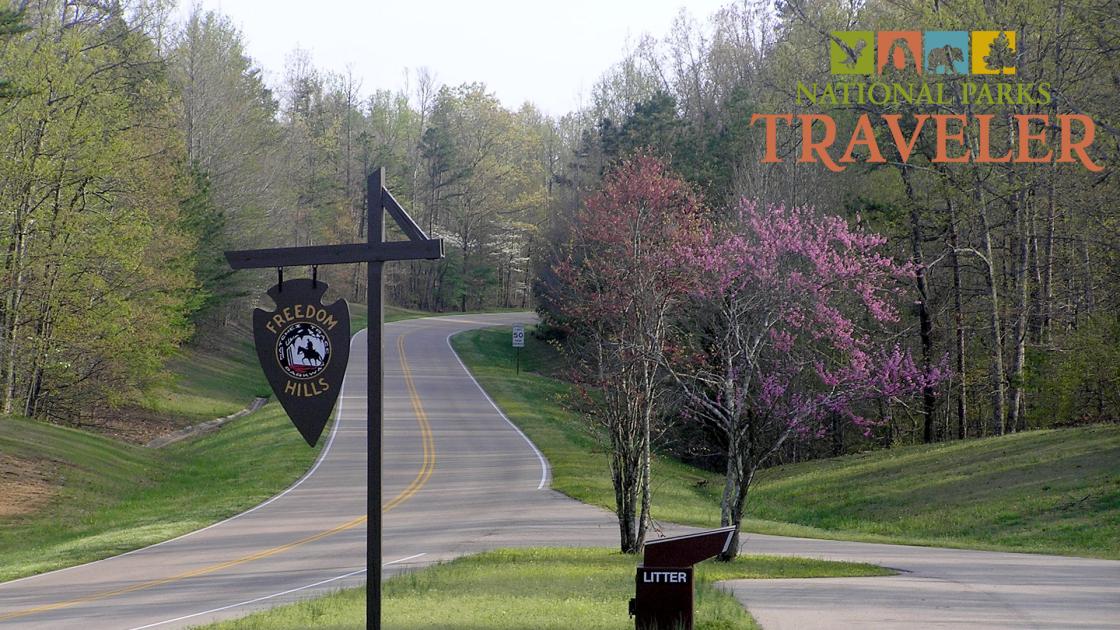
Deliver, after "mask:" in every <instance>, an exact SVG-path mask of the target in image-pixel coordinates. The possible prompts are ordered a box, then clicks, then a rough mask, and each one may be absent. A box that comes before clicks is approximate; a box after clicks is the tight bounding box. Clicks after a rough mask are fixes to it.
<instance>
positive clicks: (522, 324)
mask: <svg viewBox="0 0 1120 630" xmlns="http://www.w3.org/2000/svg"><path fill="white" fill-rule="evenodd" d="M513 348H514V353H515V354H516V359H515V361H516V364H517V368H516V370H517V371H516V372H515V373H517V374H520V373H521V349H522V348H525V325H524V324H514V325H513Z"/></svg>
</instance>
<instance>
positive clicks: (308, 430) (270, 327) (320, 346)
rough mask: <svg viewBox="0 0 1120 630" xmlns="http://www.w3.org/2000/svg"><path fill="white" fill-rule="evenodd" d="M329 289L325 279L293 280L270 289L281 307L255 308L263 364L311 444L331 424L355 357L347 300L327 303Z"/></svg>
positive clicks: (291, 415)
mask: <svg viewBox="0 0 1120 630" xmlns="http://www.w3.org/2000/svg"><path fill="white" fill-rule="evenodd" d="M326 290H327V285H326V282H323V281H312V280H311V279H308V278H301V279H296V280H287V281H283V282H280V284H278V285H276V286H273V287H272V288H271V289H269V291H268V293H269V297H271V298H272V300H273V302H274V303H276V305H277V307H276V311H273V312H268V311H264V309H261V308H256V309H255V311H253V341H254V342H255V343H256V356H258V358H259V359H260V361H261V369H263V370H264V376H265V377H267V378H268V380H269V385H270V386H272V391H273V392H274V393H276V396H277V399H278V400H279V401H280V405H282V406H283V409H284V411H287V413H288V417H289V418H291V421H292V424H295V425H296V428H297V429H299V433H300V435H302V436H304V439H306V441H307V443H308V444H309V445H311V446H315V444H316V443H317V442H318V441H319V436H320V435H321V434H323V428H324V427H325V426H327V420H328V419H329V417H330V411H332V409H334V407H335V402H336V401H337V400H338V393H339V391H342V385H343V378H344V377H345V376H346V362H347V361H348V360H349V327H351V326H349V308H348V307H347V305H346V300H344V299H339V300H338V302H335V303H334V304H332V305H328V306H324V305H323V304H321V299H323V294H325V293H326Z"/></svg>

________________________

Reproduce the records above from their first line to the line bearing "rough mask: <svg", both ends included, leaving every picture out.

Deliver, after "mask:" in every <instance>, an exact SVG-path mask of the target in image-pixel coordinates. The possible prompts are ordered a box, then clicks, then a rough mask, and each one may be absent. A box that comes before clicks is approximate; a box after clicks is the tight bounding box. Clicks after a rough mask are fixes to it.
<instance>
positive clicks: (522, 324)
mask: <svg viewBox="0 0 1120 630" xmlns="http://www.w3.org/2000/svg"><path fill="white" fill-rule="evenodd" d="M513 348H514V353H515V354H516V359H515V361H516V364H517V368H516V370H517V371H516V372H515V373H517V374H520V373H521V349H522V348H525V325H524V324H514V325H513Z"/></svg>
</instance>
<instance>
positive clicks: (308, 430) (270, 327) (320, 346)
rough mask: <svg viewBox="0 0 1120 630" xmlns="http://www.w3.org/2000/svg"><path fill="white" fill-rule="evenodd" d="M329 289L325 279L293 280L270 289L281 307L255 308L263 364L311 444L331 424L355 357L347 300L327 303Z"/></svg>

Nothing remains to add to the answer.